Task prompt:
Please reproduce the entries that follow, keeping each word intact.
### Record excerpts ###
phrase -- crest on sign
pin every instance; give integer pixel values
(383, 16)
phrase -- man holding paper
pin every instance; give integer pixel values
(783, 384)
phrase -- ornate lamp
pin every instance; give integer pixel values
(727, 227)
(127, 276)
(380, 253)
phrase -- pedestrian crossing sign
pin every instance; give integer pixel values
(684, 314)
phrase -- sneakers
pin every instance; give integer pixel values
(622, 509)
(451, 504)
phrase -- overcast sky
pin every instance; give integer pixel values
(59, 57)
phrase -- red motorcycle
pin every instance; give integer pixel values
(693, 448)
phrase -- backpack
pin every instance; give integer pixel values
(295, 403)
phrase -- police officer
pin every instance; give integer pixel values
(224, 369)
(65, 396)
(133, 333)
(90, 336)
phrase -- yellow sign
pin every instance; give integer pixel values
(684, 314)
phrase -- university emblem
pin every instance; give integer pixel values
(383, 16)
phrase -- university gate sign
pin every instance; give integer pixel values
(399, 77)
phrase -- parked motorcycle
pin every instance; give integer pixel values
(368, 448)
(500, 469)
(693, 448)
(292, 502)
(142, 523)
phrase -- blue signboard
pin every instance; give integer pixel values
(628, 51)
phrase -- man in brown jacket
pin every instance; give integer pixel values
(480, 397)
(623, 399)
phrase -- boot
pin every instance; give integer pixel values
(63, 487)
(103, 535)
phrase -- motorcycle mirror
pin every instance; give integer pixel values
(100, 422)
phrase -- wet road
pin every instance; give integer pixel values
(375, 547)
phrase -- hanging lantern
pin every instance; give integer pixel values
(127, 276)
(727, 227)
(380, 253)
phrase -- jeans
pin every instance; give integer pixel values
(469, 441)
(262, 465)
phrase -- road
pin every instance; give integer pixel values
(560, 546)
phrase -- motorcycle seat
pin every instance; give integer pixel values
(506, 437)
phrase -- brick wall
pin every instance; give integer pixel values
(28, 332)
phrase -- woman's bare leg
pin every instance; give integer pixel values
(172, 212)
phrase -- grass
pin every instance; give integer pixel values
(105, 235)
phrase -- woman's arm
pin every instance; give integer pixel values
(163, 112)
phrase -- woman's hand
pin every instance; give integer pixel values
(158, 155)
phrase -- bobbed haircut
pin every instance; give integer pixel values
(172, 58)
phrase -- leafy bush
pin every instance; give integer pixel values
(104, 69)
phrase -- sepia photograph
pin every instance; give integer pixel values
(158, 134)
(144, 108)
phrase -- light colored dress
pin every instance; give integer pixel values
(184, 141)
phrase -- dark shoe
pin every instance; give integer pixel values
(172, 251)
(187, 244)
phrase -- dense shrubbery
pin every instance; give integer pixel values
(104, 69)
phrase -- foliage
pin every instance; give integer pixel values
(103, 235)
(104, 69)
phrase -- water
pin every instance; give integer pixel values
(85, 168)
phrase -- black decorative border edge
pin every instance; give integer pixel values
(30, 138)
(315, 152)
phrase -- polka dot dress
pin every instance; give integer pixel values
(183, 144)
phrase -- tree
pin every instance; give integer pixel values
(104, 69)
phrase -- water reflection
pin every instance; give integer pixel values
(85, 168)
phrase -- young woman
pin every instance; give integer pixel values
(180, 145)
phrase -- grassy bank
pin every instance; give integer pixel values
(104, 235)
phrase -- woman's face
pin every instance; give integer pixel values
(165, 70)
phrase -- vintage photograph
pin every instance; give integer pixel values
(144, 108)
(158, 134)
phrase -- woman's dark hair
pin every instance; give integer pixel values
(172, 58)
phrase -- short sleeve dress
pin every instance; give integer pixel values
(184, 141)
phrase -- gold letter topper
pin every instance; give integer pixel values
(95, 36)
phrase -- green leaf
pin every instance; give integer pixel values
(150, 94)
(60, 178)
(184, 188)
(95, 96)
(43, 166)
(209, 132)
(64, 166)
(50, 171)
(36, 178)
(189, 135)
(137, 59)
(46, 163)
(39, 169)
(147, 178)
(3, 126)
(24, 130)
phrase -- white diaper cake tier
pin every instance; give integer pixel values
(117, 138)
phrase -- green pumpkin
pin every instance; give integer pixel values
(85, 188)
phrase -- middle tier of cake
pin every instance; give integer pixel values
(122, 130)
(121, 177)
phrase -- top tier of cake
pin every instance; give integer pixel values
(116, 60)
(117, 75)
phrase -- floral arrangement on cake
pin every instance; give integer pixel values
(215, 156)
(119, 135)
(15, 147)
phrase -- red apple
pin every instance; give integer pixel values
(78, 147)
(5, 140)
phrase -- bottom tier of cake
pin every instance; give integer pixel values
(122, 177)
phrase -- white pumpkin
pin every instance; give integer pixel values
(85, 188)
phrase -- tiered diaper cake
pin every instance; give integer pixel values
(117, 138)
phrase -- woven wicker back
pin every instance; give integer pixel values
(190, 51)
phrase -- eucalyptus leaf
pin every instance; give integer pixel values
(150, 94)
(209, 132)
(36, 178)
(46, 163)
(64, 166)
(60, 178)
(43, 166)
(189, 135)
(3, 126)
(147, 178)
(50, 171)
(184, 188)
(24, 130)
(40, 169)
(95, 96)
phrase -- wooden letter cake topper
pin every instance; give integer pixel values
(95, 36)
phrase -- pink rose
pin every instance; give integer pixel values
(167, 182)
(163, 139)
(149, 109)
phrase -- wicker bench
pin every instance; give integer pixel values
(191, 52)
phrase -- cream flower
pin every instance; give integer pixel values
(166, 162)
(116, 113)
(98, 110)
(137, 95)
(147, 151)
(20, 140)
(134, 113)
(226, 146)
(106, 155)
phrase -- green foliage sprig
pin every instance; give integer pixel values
###
Expected answer:
phrase -- crest on sign
pin every instance; give integer pixel values
(383, 16)
phrase -- man holding paper
pin every instance; give integer pixel values
(783, 384)
phrase -- ornate lamp
pin every instance; give integer pixel values
(727, 227)
(127, 276)
(380, 253)
phrase -- pedestrian crossing sign
pin every instance; give integer pixel values
(684, 314)
phrase -- sneakers
pin every instance; give integer pixel values
(622, 509)
(451, 504)
phrase -- overcast sky
pin every instance; give integer pixel values
(59, 57)
phrase -- red motorcycle
pin every instance; give integer pixel values
(693, 448)
phrase -- backpack
pin every instance; give integer pixel values
(295, 403)
phrase -- police officer
pin every instance; give integer pixel values
(224, 369)
(65, 396)
(133, 333)
(90, 336)
phrase -- yellow sign
pin every instance; give integer pixel values
(684, 314)
phrase -- university emblem
pin every instance; give integer pixel values
(383, 16)
phrase -- university gate sign
pin every instance; give integer pixel values
(399, 77)
phrase -- parked motorcycle
pin every instance; give integer pixel values
(368, 448)
(500, 469)
(693, 448)
(292, 502)
(142, 523)
phrase -- blue signboard
pin every instance; give integer pixel values
(628, 51)
phrase -- man in brown jacket
pin every instance; give integer pixel values
(480, 397)
(623, 399)
phrase -- boot
pin every instance; give integer pixel values
(63, 487)
(103, 535)
phrase -- motorcycle mirror
pin every instance; give integer pixel values
(100, 422)
phrase -- wet road
pin every instance; give integer pixel values
(375, 547)
phrase -- hanging lantern
pin every instance; give integer pixel values
(127, 276)
(727, 227)
(380, 253)
phrase -- jeans
pin every instance; give integer pixel values
(469, 441)
(262, 465)
phrase -- road
pin every instance; give integer pixel values
(560, 546)
phrase -- motorcycle seat
pin every instance; give integer pixel values
(506, 437)
phrase -- brick wall
pin every instance; give integer pixel values
(28, 332)
phrase -- woman's bare leg
pin every instance; give integer pixel values
(172, 212)
phrase -- grass
pin every instance; give integer pixel values
(105, 235)
phrase -- woman's arm
pin every instance; give integer pixel values
(163, 112)
phrase -- woman's hand
pin every instance; give integer pixel values
(158, 155)
phrase -- bobbed haircut
pin every instance; give integer pixel values
(172, 58)
phrase -- leafy bush
pin every instance; give integer pixel values
(104, 69)
phrase -- sepia photograph
pin every instance; give integer pixel values
(158, 134)
(144, 108)
phrase -- light colored dress
pin every instance; give integer pixel values
(184, 141)
phrase -- dark shoe
pin every instance; give integer pixel values
(172, 251)
(187, 244)
phrase -- dense shrubbery
pin every instance; give integer pixel values
(104, 69)
phrase -- foliage
pin every instance; give integer pixel values
(103, 235)
(104, 69)
phrase -- water
pin every instance; give integer pixel values
(85, 168)
phrase -- black decorative border edge
pin every instance; give integer pixel values
(30, 138)
(315, 152)
phrase -- polka dot dress
pin every instance; give integer pixel values
(183, 144)
phrase -- tree
pin every instance; give integer pixel values
(104, 69)
phrase -- water reflection
pin every instance; give integer pixel values
(85, 168)
phrase -- young woman
pin every instance; give integer pixel values
(180, 145)
phrase -- grassy bank
pin every instance; give integer pixel values
(104, 235)
phrase -- woman's face
pin every instance; give integer pixel values
(165, 70)
phrase -- vintage photograph
pin every instance; give integer pixel values
(144, 108)
(158, 134)
phrase -- woman's dark hair
pin every instance; give integer pixel values
(172, 58)
phrase -- short sleeve dress
pin every instance; give integer pixel values
(184, 141)
phrase -- gold letter topper
pin every instance; give integer pixel values
(95, 36)
phrase -- green leaf
pin every instance; give integer pixel values
(150, 94)
(60, 178)
(184, 188)
(95, 96)
(43, 166)
(209, 132)
(64, 166)
(50, 171)
(36, 178)
(189, 135)
(137, 59)
(46, 163)
(39, 169)
(147, 178)
(3, 126)
(24, 130)
phrase -- white diaper cake tier
pin every instance; give integer pixel values
(117, 138)
phrase -- green pumpkin
pin every instance; give integer pixel values
(85, 188)
phrase -- middle tier of cake
pin every instance; give integer pixel values
(122, 130)
(121, 177)
phrase -- top tier of cake
pin every instance; give integer pixel values
(116, 60)
(117, 75)
phrase -- floral arrangement on cake
pin every instance; give integer pixel values
(215, 156)
(119, 135)
(15, 147)
phrase -- red apple
pin every instance; give integer pixel values
(78, 147)
(5, 140)
phrase -- bottom tier of cake
pin every instance; give integer pixel values
(122, 177)
phrase -- white pumpkin
pin every instance; give integer pixel values
(85, 188)
phrase -- tiered diaper cake
pin every instance; give integer pixel values
(117, 138)
phrase -- woven wicker back
pin every instance; give integer pixel values
(190, 51)
phrase -- eucalyptus leaf
pin every instance; give integer pixel values
(150, 94)
(209, 132)
(36, 178)
(46, 163)
(64, 166)
(60, 178)
(43, 166)
(189, 135)
(3, 126)
(147, 178)
(50, 171)
(184, 188)
(24, 130)
(40, 169)
(95, 96)
phrase -- wooden letter cake topper
pin every instance; give integer pixel values
(95, 36)
phrase -- pink rose
pin every instance; give integer pixel values
(167, 182)
(163, 139)
(149, 109)
phrase -- wicker bench
pin every instance; give integer pixel values
(191, 52)
phrase -- cream flower
pin every instance; give integer pixel values
(166, 162)
(116, 113)
(98, 110)
(137, 95)
(147, 151)
(20, 140)
(134, 113)
(226, 146)
(106, 155)
phrase -- green foliage sprig
pin every instance; give integer pixel values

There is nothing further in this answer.